## Work request
Each line from the one containing "Could you please identify the red wine" to the end of the listing below should be output exactly; no other line is wanted.

>>>>>

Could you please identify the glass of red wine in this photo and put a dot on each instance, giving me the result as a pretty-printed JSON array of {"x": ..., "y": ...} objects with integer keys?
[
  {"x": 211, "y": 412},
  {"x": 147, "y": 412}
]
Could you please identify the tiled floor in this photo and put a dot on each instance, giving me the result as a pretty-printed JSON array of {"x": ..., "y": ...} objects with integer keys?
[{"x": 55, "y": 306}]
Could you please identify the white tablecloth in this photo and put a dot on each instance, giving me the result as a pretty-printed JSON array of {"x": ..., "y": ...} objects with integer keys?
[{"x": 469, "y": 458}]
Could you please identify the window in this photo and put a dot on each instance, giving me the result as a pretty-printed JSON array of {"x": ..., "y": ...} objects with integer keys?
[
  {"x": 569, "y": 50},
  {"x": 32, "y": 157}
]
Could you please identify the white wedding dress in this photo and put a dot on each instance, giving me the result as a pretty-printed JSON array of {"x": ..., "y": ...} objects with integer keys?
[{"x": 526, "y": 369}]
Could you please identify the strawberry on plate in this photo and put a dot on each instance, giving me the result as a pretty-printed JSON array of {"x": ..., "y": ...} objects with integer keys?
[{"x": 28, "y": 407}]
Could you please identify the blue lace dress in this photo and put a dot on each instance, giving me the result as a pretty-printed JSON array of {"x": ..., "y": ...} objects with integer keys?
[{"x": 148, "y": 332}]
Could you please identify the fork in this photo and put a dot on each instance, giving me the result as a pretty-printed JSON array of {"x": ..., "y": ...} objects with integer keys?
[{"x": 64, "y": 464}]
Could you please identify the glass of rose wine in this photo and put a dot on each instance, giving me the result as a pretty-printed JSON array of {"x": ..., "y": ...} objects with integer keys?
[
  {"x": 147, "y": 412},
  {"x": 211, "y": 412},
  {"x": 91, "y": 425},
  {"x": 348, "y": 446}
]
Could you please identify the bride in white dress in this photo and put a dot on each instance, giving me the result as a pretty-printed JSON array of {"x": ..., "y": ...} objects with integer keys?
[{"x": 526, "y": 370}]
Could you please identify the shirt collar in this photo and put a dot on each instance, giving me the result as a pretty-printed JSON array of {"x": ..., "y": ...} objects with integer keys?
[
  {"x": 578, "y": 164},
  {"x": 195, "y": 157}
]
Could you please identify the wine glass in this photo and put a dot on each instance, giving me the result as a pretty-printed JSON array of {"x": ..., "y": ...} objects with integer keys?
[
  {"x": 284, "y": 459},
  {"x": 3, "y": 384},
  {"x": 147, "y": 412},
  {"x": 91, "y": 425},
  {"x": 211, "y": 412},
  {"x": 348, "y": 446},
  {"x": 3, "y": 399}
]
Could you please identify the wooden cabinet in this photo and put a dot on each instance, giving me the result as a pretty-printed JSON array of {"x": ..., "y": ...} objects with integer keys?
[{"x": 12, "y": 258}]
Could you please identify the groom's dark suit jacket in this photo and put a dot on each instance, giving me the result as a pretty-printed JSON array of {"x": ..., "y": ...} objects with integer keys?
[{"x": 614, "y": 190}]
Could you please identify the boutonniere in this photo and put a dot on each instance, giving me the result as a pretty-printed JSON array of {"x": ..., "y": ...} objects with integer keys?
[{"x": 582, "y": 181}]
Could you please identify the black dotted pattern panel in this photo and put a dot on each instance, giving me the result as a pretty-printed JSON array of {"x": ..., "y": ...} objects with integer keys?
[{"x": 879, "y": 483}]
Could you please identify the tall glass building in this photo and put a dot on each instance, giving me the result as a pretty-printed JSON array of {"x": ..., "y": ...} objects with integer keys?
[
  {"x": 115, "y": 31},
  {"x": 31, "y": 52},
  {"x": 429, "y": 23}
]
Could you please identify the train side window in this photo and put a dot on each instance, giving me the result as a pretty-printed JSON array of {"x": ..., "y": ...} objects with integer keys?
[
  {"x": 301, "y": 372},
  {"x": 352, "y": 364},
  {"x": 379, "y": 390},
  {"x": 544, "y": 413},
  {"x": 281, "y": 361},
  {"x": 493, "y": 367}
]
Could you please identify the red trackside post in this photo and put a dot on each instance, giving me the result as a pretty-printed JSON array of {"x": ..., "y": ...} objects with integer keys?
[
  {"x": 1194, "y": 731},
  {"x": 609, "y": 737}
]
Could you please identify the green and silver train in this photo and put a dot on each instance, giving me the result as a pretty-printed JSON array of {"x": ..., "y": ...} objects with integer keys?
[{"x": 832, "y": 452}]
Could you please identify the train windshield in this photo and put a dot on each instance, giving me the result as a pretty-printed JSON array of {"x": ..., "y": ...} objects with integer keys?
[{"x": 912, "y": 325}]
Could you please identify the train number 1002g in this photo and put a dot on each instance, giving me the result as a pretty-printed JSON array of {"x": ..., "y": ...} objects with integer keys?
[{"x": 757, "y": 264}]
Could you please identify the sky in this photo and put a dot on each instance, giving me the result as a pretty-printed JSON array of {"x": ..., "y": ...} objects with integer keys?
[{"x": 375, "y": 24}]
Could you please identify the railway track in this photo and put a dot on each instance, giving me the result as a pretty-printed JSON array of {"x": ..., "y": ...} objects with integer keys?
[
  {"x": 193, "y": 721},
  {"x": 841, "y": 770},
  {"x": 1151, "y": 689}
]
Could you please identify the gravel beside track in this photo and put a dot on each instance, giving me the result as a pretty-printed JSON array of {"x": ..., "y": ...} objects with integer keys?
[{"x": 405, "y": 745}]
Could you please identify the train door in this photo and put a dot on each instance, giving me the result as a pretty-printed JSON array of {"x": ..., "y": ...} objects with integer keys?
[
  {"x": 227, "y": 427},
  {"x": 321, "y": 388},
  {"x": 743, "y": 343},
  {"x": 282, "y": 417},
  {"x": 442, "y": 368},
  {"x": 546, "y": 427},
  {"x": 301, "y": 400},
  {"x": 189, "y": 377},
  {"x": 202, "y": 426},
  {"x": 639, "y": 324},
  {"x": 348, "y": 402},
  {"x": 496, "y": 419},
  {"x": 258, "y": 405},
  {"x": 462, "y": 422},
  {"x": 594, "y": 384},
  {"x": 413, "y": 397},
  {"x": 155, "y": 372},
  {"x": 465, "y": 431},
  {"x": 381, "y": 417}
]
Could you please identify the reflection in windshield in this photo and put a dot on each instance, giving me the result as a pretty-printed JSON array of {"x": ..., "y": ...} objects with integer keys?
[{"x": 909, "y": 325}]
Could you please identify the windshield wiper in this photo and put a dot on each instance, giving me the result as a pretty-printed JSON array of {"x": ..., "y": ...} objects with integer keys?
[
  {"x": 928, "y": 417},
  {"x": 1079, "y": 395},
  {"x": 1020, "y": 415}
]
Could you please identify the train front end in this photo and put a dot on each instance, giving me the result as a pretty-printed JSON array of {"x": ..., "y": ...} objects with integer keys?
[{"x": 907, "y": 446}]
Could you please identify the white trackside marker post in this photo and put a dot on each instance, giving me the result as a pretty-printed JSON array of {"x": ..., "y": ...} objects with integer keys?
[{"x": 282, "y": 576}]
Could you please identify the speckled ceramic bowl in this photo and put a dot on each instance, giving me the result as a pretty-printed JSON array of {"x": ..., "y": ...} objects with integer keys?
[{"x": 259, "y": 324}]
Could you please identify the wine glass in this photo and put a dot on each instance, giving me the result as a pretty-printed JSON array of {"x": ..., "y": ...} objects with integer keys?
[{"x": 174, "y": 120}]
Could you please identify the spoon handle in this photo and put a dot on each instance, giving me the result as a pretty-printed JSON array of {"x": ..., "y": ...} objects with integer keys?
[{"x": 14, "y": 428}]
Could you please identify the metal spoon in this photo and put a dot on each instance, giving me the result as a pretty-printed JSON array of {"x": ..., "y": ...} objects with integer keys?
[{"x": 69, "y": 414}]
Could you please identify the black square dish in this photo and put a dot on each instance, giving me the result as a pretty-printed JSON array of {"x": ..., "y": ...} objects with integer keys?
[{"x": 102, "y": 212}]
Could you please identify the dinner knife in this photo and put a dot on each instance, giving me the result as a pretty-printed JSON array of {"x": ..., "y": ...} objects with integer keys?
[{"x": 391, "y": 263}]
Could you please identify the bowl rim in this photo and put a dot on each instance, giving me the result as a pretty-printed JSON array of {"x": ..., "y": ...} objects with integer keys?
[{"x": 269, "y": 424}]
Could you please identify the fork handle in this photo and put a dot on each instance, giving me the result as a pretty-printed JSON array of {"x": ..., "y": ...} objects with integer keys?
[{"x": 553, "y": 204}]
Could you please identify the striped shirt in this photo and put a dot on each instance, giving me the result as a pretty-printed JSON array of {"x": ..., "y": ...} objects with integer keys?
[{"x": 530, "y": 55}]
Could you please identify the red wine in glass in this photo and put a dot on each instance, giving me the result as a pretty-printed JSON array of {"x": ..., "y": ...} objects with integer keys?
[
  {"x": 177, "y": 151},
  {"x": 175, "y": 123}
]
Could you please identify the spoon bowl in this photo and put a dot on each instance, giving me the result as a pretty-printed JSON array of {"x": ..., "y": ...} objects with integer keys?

<<<<<

## Output
Could you please identify the red wine in glass in this photo and put a dot on each instance, giving me the result as a pretty-printed JSON array of {"x": ..., "y": ...} objects with integer keys?
[
  {"x": 177, "y": 151},
  {"x": 175, "y": 123}
]
Could you please identify the spoon bowl in this photo and put a dot on each instance, giving me the result as a pretty-printed JSON array of {"x": ..., "y": ...} objects with integer keys?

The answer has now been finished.